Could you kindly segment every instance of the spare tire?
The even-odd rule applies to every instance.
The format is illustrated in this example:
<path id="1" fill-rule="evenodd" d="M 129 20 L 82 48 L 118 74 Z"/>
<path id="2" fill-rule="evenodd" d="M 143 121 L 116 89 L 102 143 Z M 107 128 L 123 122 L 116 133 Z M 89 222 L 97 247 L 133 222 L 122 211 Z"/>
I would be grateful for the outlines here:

* * * * *

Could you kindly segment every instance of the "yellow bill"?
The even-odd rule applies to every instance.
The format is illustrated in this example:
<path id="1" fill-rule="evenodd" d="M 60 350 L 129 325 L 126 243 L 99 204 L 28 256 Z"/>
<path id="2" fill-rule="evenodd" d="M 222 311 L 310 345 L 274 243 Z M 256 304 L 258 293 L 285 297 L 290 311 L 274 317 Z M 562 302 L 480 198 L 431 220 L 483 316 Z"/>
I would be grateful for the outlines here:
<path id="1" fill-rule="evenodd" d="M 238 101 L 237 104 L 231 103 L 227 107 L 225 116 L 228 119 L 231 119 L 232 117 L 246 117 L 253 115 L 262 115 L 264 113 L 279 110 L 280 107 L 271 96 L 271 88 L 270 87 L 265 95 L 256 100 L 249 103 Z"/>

* * * * *

__PROBLEM STATEMENT__:
Report every line of the material above that contains the word "segment", copying each line in full.

__RESULT__:
Could you kindly segment every instance of the spare tire?
Could you kindly segment every instance of the "yellow bill"?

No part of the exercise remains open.